→ Problem to work on:
Rewrite the listing below with every occurrence of "no xmlns attribute" changed to "omit the xmlns attribute" and all else left the same, and leave the pictures out of your answer.

→ Given data:
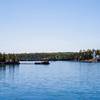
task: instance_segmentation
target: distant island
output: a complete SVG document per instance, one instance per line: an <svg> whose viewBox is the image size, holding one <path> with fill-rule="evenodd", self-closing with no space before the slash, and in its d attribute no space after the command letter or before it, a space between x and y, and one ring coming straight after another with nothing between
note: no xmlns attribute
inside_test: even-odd
<svg viewBox="0 0 100 100"><path fill-rule="evenodd" d="M0 64L19 64L20 61L81 61L100 62L100 50L57 53L0 53Z"/></svg>

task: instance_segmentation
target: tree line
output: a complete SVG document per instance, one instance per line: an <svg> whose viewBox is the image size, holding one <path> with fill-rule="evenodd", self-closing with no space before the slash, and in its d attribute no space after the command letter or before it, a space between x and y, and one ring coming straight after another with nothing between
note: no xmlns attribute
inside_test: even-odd
<svg viewBox="0 0 100 100"><path fill-rule="evenodd" d="M96 55L100 56L100 50L96 50ZM57 53L20 53L20 54L5 54L0 53L0 62L6 61L80 61L93 58L93 50L80 50L79 52L57 52Z"/></svg>

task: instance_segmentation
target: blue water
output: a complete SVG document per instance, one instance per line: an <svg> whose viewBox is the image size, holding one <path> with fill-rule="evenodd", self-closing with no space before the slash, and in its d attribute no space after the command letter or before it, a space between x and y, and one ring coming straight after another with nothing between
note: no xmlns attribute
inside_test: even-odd
<svg viewBox="0 0 100 100"><path fill-rule="evenodd" d="M0 65L0 100L100 100L100 63Z"/></svg>

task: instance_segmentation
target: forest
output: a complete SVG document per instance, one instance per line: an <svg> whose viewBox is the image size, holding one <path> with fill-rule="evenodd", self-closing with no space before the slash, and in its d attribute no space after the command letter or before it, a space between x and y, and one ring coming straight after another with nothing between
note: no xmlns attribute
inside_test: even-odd
<svg viewBox="0 0 100 100"><path fill-rule="evenodd" d="M96 50L100 57L100 50ZM56 53L0 53L0 62L18 61L81 61L93 58L93 50L80 50L79 52L56 52Z"/></svg>

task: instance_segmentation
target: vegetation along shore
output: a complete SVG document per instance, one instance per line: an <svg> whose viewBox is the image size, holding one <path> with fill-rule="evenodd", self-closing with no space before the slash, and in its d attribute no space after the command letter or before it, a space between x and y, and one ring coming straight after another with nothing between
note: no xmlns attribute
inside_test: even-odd
<svg viewBox="0 0 100 100"><path fill-rule="evenodd" d="M82 61L100 62L100 50L80 50L79 52L57 53L0 53L0 64L19 64L19 61Z"/></svg>

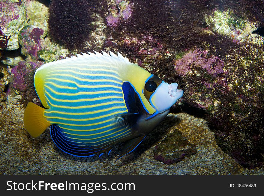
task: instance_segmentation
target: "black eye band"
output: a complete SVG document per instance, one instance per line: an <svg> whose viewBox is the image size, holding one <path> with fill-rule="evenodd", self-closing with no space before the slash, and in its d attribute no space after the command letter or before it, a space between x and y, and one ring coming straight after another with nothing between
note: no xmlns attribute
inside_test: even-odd
<svg viewBox="0 0 264 196"><path fill-rule="evenodd" d="M154 81L149 80L145 85L145 88L149 92L153 92L157 88L157 84Z"/></svg>

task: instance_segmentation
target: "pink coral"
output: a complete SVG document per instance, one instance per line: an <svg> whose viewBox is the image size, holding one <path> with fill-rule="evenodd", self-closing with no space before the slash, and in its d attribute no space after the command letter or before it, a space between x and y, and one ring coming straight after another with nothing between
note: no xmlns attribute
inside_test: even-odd
<svg viewBox="0 0 264 196"><path fill-rule="evenodd" d="M208 52L205 50L196 49L190 52L176 61L174 64L177 73L182 76L186 75L193 69L199 67L214 77L224 73L227 73L224 70L223 61L216 57L209 57Z"/></svg>
<svg viewBox="0 0 264 196"><path fill-rule="evenodd" d="M13 86L17 90L21 91L26 90L28 88L28 84L32 82L30 76L33 75L35 71L43 64L41 61L35 63L30 62L26 63L22 61L18 65L12 69L11 73L14 75Z"/></svg>

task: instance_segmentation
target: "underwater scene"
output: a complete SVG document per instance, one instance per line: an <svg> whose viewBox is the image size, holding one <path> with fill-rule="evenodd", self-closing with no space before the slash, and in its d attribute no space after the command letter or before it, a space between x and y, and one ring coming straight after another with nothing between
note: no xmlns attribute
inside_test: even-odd
<svg viewBox="0 0 264 196"><path fill-rule="evenodd" d="M263 10L0 0L0 174L264 174Z"/></svg>

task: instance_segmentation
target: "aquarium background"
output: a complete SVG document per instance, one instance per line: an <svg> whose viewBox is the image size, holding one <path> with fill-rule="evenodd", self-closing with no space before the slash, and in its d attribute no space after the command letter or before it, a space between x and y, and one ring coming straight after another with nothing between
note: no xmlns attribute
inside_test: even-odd
<svg viewBox="0 0 264 196"><path fill-rule="evenodd" d="M246 174L264 171L264 2L0 0L0 174ZM74 157L25 129L44 63L125 55L184 91L137 148Z"/></svg>

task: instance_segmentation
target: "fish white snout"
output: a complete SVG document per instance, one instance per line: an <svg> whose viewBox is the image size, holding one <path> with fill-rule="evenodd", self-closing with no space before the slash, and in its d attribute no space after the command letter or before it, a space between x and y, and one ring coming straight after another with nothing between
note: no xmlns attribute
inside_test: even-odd
<svg viewBox="0 0 264 196"><path fill-rule="evenodd" d="M163 81L150 97L151 102L158 113L169 108L183 94L183 91L178 89L178 84L169 85Z"/></svg>
<svg viewBox="0 0 264 196"><path fill-rule="evenodd" d="M168 93L171 97L175 97L177 95L177 93L181 94L183 93L182 89L177 89L178 88L178 84L177 83L172 83L168 86L169 92Z"/></svg>
<svg viewBox="0 0 264 196"><path fill-rule="evenodd" d="M177 88L178 84L177 83L172 83L168 86L169 92L168 93L171 97L175 97L177 94Z"/></svg>

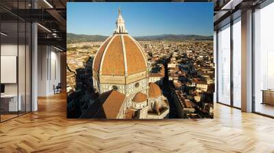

→ Output of the exercise:
task: instance_segmentation
target: distant island
output: a complete SVG document per instance, one instance per line: an <svg> whose viewBox is the image size, holding one <path> with fill-rule="evenodd", self-closing with no space before the slash, and in its d attribute no space after the command letter or before it, a space between x and y, and one ring coming straight after another with nothing between
note: omit the xmlns attribute
inside_test: even-odd
<svg viewBox="0 0 100 100"><path fill-rule="evenodd" d="M0 64L19 64L20 61L81 61L100 62L100 50L57 53L0 53Z"/></svg>

task: instance_segmentation
target: tree line
output: a complete SVG document per instance, one instance per line: an <svg> whose viewBox is the image size, holding one <path> with fill-rule="evenodd", self-closing with no space before the slash, and in its d attribute no space after the command letter or before it, a space between x and y, and one ring coming straight after another with nothing between
note: omit the xmlns attribute
inside_test: even-odd
<svg viewBox="0 0 100 100"><path fill-rule="evenodd" d="M96 55L100 56L100 50L96 50ZM57 53L20 53L20 54L5 54L0 53L0 62L6 61L80 61L93 58L93 50L80 50L79 52L57 52Z"/></svg>

task: instance_segmentation
target: blue water
output: a complete SVG document per instance, one instance per line: an <svg> whose viewBox is the image size, holding one <path> with fill-rule="evenodd", self-closing with no space before the slash, and in its d attribute no space after the command letter or before it, a space between x and y, and one ring coming straight after another with nothing between
note: omit the xmlns attribute
inside_test: even-odd
<svg viewBox="0 0 100 100"><path fill-rule="evenodd" d="M0 65L0 100L100 100L100 63Z"/></svg>

task: instance_segmentation
target: forest
output: a complete SVG document per instance, one instance per line: an <svg> whose viewBox is the image size, holding one <path> with fill-rule="evenodd", self-closing with no space before the slash, and in its d attribute no space after the command letter or before it, a space between x and y, and one ring coming straight after another with nothing between
note: omit the xmlns attribute
inside_test: even-odd
<svg viewBox="0 0 100 100"><path fill-rule="evenodd" d="M96 50L100 57L100 50ZM56 53L0 53L0 62L18 61L81 61L93 58L93 50L80 50L79 52L56 52Z"/></svg>

task: instance_segmentation
target: vegetation along shore
output: a complete SVG document per instance, one instance per line: an <svg> whose viewBox is the image size, holding one <path> with fill-rule="evenodd", self-closing with no space before the slash, and in its d attribute no space after the command letter or before it, a space between x and y, and one ring coming straight after another with nothing between
note: omit the xmlns attribute
inside_test: even-odd
<svg viewBox="0 0 100 100"><path fill-rule="evenodd" d="M82 61L100 62L100 50L80 50L79 52L57 53L0 53L0 64L19 64L19 61Z"/></svg>

task: instance_segmentation
target: "black eye band"
output: a complete SVG document per instance, one instance per line: an <svg> whose viewBox is the image size, holding one <path> with fill-rule="evenodd", self-closing with no space before the slash, and in its d attribute no space after the command letter or before it, a space between x and y, and one ring coming straight after another with nothing between
note: omit the xmlns attribute
inside_test: even-odd
<svg viewBox="0 0 264 196"><path fill-rule="evenodd" d="M154 81L149 80L145 85L145 88L149 92L153 92L157 88L157 84Z"/></svg>

task: instance_segmentation
target: "pink coral"
output: a complete SVG document per instance, one instance per line: an <svg> whose viewBox is the image size, holding one <path> with fill-rule="evenodd", self-closing with no space before the slash, and in its d attribute no space after the command letter or before it, a space between x and y, and one ring coming straight after another with nothing between
note: omit the xmlns attribute
inside_test: even-odd
<svg viewBox="0 0 264 196"><path fill-rule="evenodd" d="M208 52L205 50L196 49L190 52L176 61L174 64L177 73L182 76L186 75L193 69L199 67L214 77L224 73L227 73L224 70L223 61L216 57L209 57Z"/></svg>
<svg viewBox="0 0 264 196"><path fill-rule="evenodd" d="M13 86L17 90L21 91L26 90L28 88L28 84L32 82L30 76L33 75L35 71L43 64L41 61L35 63L30 62L26 63L22 61L18 65L12 69L11 73L14 75Z"/></svg>

task: instance_segmentation
target: "underwater scene"
output: a complete SVG document per instance, one instance per line: an <svg> whose viewBox is the image size, holding one <path> with fill-rule="evenodd", self-closing with no space before the slash, and in its d attribute no space after the command letter or before it, a space between x and y, and one ring coming straight after another with nothing between
note: omit the xmlns attribute
inside_test: even-odd
<svg viewBox="0 0 264 196"><path fill-rule="evenodd" d="M263 10L0 0L0 174L264 174Z"/></svg>

task: instance_segmentation
target: "aquarium background"
output: a complete SVG document per instance, one instance per line: an <svg> whose viewBox is the image size, holding one <path> with fill-rule="evenodd", self-closing with no space before the slash, and in its d attribute no space after the command letter or before it, a space between x and y, and one ring coming straight after another with nothing between
note: omit the xmlns attribute
inside_test: even-odd
<svg viewBox="0 0 264 196"><path fill-rule="evenodd" d="M246 174L264 171L264 2L0 0L0 174ZM74 157L25 129L44 63L125 55L184 91L137 148Z"/></svg>

task: instance_segmentation
target: "fish white snout"
output: a complete SVG document per instance, one instance per line: an <svg> whose viewBox is the image size, holding one <path> with fill-rule="evenodd", self-closing with no space before the slash, and in its d attribute no space after the command letter or before it, a space between x and y, and one ring coming straight after another with nothing between
note: omit the xmlns attribute
inside_test: even-odd
<svg viewBox="0 0 264 196"><path fill-rule="evenodd" d="M163 81L150 97L151 102L158 113L169 108L183 94L183 91L178 89L178 84L169 85Z"/></svg>
<svg viewBox="0 0 264 196"><path fill-rule="evenodd" d="M168 93L171 97L175 97L177 95L177 93L181 94L183 93L182 89L177 89L178 88L178 84L177 83L172 83L168 86L169 92Z"/></svg>
<svg viewBox="0 0 264 196"><path fill-rule="evenodd" d="M177 88L178 84L177 83L172 83L168 86L169 92L168 93L171 97L175 97L177 94Z"/></svg>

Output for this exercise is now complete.